Items from a dataset
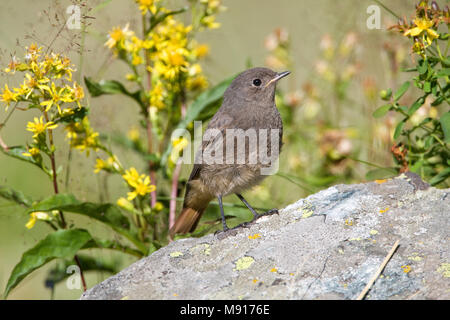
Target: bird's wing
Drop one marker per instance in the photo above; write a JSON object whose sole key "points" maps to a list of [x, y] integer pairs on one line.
{"points": [[221, 122]]}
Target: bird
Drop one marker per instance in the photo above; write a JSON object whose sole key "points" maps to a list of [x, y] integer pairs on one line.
{"points": [[248, 106]]}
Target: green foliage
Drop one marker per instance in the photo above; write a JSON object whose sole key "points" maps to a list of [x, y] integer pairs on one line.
{"points": [[61, 244], [422, 143]]}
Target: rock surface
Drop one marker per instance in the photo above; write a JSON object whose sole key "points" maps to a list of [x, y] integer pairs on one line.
{"points": [[326, 246]]}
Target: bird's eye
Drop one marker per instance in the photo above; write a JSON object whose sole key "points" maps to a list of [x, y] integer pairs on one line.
{"points": [[257, 82]]}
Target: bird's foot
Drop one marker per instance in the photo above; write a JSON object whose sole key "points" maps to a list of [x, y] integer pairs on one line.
{"points": [[267, 213]]}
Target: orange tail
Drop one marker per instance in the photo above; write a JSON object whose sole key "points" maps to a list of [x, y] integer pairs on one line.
{"points": [[187, 221]]}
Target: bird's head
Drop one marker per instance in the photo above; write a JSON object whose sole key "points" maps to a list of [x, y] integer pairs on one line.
{"points": [[254, 85]]}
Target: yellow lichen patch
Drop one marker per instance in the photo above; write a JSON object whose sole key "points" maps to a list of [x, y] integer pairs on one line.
{"points": [[406, 268], [306, 211], [176, 254], [415, 257], [202, 248], [244, 263], [444, 269]]}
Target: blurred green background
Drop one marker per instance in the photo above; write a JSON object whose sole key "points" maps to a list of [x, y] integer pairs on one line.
{"points": [[239, 41]]}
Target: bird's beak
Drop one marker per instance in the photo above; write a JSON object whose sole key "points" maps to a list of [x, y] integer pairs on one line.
{"points": [[278, 77]]}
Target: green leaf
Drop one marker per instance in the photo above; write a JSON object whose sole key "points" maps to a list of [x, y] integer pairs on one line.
{"points": [[400, 92], [445, 123], [206, 103], [87, 263], [59, 244], [112, 245], [381, 111], [443, 73], [15, 196], [398, 129], [97, 89], [416, 105], [440, 177], [106, 213], [422, 67]]}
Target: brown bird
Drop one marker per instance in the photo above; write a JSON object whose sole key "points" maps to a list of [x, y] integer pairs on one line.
{"points": [[248, 110]]}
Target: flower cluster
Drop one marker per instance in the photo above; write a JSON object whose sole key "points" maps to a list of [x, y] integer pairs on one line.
{"points": [[139, 183], [47, 86], [167, 51], [82, 136], [47, 82], [424, 27]]}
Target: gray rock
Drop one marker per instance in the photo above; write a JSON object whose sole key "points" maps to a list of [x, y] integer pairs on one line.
{"points": [[326, 246]]}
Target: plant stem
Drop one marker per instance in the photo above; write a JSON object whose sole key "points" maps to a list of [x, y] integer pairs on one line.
{"points": [[148, 119], [173, 193], [83, 281], [55, 187]]}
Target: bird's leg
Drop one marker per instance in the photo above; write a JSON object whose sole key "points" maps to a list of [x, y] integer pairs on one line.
{"points": [[256, 215], [224, 223]]}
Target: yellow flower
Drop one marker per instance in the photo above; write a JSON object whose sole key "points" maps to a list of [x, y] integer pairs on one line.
{"points": [[209, 22], [423, 25], [137, 59], [157, 96], [7, 96], [108, 165], [131, 176], [125, 204], [78, 93], [133, 134], [32, 152], [201, 51], [147, 5], [158, 206], [38, 126], [34, 216], [12, 66], [140, 183]]}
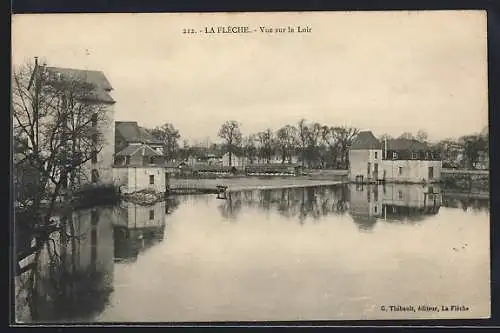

- _What is needed_:
Taking the entries above, restate exactly those lines that fall between the line with "Target: green foliage" and the line with "Target: green leaf", keeping both of those lines too.

- _Solution for this problem_:
Target: green foliage
Drop one marker per instance in the photo above; write a JSON object whose sole key "points" maps to a list of [x, y] integer pairs on one line.
{"points": [[61, 244], [422, 143]]}
Target: rock surface
Drop one marker per instance in the photo above; write a JSON object whose sole key "points" maps to a list of [x, y] integer pairs on one line.
{"points": [[326, 246]]}
Target: bird's eye
Drop one marker per instance in the photo above; write a JSON object whose sole key "points" maps to a list of [x, y] integer pairs on one line.
{"points": [[257, 82]]}
Target: bird's foot
Drop one marker per instance in the photo above; write a JSON object whose sole key "points" maps to a list of [x, y] integer pairs on one line.
{"points": [[267, 213]]}
Target: orange tail
Drop one marker per instance in the photo above; write a JSON object whose sole key "points" maps to a list of [x, y] integer pairs on one line.
{"points": [[187, 221]]}
Target: bird's head
Drop one marker per instance in the photo above; write a JSON object whose sole key "points" maps to a list of [x, y] integer pairs on one line.
{"points": [[254, 85]]}
Target: yellow lichen patch
Drop one marker per instance in the photo above; write a JSON object whose sole key "points" maps to a list of [x, y] integer pairs on one line.
{"points": [[406, 268], [306, 211], [176, 254], [415, 257], [202, 248], [244, 263], [444, 269]]}
Target: blurred green background
Drop one marker per instance in the photo above; write a JSON object whose sole key "points" maps to a list of [x, y] integer pairs on one line.
{"points": [[239, 41]]}
Target: bird's beak
Drop one marker per instance in the photo above; write a JSON object whose sole key "points" maps to a list of [x, y] integer pairs on one line.
{"points": [[278, 77]]}
Target: green leaf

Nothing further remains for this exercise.